▸ Set of tasks:
1. In the language model forward method code, what is returned for 'backward_loss' when the language model is not bidirectional?
2. What is the Spanish translation of this sentence from the language model forward method code: "If language model is not bidirectional, this is `None`."
3. Pick up the language model forward method code after its last line and continue writing it.

Пример #1
0
    def forward(
            self, source: TextFieldTensors
    ) -> Dict[str, torch.Tensor]:  # type: ignore
        """
        Computes the averaged forward (and backward, if language model is bidirectional)
        LM loss from the batch.

        # Parameters

        source : `TextFieldTensors`, required.
            The output of `Batch.as_tensor_dict()` for a batch of sentences. By convention,
            it's required to have at least a `"tokens"` entry that's the output of a
            `SingleIdTokenIndexer`, which is used to compute the language model targets.

        # Returns

        Dict with keys:

        `'loss'` : `torch.Tensor`
            forward negative log likelihood, or the average of forward/backward
            if language model is bidirectional
        `'forward_loss'` : `torch.Tensor`
            forward direction negative log likelihood
        `'backward_loss'` : `torch.Tensor` or `None`
            backward direction negative log likelihood. If language model is not
            bidirectional, this is `None`.
        `'lm_embeddings'` : `Union[torch.Tensor, List[torch.Tensor]]`
            (batch_size, timesteps, embed_dim) tensor of top layer contextual representations or
            list of all layers. No dropout applied.
        `'noncontextual_token_embeddings'` : `torch.Tensor`
            (batch_size, timesteps, token_embed_dim) tensor of bottom layer noncontextual
            representations
        `'mask'` : `torch.BoolTensor`
            (batch_size, timesteps) mask for the embeddings
        """

        mask = get_text_field_mask(source)

        # shape (batch_size, timesteps, embedding_size)
        embeddings = self._text_field_embedder(source)

        # Either the top layer or all layers.
        contextual_embeddings: Union[
            torch.Tensor,
            List[torch.Tensor]] = self._contextualizer(embeddings, mask)

        return_dict = {}

        # If we have target tokens, calculate the loss.
        token_id_dict = source.get("tokens")
        if token_id_dict is not None:
            token_ids = token_id_dict["tokens"]
            assert isinstance(contextual_embeddings, torch.Tensor)

            # Use token_ids to compute targets
            forward_targets = torch.zeros_like(token_ids)

▸ Information supplied:
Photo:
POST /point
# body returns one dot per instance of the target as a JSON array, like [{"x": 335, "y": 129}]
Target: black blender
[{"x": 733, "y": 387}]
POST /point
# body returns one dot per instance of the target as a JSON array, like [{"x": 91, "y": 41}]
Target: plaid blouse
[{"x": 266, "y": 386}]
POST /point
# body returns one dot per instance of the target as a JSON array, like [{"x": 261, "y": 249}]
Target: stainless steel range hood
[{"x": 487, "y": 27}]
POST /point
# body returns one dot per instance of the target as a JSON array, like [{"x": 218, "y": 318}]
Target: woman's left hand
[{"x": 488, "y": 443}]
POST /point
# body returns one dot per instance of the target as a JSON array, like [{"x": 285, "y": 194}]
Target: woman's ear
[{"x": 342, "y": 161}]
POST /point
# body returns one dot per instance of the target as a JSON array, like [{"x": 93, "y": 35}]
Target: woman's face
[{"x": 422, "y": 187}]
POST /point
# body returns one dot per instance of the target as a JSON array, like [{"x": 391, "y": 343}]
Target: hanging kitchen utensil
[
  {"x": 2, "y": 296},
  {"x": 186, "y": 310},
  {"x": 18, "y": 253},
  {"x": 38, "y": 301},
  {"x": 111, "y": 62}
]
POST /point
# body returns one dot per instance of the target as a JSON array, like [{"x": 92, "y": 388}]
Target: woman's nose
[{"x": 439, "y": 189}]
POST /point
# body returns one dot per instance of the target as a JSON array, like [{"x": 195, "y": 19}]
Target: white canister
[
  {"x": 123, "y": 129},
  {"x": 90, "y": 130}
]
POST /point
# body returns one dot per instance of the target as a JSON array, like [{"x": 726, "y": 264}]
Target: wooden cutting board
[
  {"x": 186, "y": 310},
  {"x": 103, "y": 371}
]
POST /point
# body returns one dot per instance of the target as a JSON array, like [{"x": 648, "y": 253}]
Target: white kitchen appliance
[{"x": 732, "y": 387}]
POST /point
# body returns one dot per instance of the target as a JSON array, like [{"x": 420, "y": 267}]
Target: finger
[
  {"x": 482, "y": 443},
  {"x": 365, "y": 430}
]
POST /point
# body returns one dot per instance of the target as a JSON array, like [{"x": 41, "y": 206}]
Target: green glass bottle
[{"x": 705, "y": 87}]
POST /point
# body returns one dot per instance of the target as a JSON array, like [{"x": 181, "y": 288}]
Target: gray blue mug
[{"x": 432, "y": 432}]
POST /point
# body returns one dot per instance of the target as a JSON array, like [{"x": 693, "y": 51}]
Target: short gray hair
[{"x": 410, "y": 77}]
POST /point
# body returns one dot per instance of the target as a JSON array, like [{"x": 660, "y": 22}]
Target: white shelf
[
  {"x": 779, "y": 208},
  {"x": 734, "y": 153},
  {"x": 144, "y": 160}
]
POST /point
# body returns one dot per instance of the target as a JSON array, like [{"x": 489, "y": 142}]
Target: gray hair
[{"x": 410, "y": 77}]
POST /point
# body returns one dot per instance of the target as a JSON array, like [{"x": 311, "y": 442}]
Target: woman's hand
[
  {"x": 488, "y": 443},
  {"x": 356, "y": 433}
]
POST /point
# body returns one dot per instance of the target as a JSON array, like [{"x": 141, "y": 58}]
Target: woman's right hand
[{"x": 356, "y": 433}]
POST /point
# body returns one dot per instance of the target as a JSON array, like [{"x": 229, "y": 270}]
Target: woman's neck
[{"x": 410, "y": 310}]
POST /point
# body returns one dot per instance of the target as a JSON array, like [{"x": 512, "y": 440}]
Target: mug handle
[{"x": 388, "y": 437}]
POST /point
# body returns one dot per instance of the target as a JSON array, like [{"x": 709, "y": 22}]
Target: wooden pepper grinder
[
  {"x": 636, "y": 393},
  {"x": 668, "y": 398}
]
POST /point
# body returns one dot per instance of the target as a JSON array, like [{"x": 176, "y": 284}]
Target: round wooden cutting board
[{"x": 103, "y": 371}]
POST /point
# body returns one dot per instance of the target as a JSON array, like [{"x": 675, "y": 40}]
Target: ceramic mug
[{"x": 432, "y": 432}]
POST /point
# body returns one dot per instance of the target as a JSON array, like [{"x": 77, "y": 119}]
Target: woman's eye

▸ Responses in order:
1. It is `None`.

2. Si el modelo de lenguaje no es bidireccional, esto es `None`.

3.
            forward_targets[:, 0:-1] = token_ids[:, 1:]

            if self._bidirectional:
                backward_targets = torch.zeros_like(token_ids)
                backward_targets[:, 1:] = token_ids[:, 0:-1]
            else:
                backward_targets = None

            # add dropout
            contextual_embeddings_with_dropout = self._dropout(
                contextual_embeddings)

            # compute softmax loss
            forward_loss, backward_loss = self._compute_loss(
                contextual_embeddings_with_dropout, embeddings,
                forward_targets, backward_targets)

            num_targets = torch.sum((forward_targets > 0).long())
            if num_targets > 0:
                if self._bidirectional:
                    average_loss = 0.5 * (forward_loss +
                                          backward_loss) / num_targets.float()
                else:
                    average_loss = forward_loss / num_targets.float()
            else:
                average_loss = torch.tensor(0.0).to(forward_targets.device)

            self._perplexity(average_loss)

            if num_targets > 0:
                return_dict.update({
                    "loss":
                    average_loss,
                    "forward_loss":
                    forward_loss / num_targets.float(),
                    "batch_weight":
                    num_targets.float(),
                })
                if backward_loss is not None:
                    return_dict[
                        "backward_loss"] = backward_loss / num_targets.float()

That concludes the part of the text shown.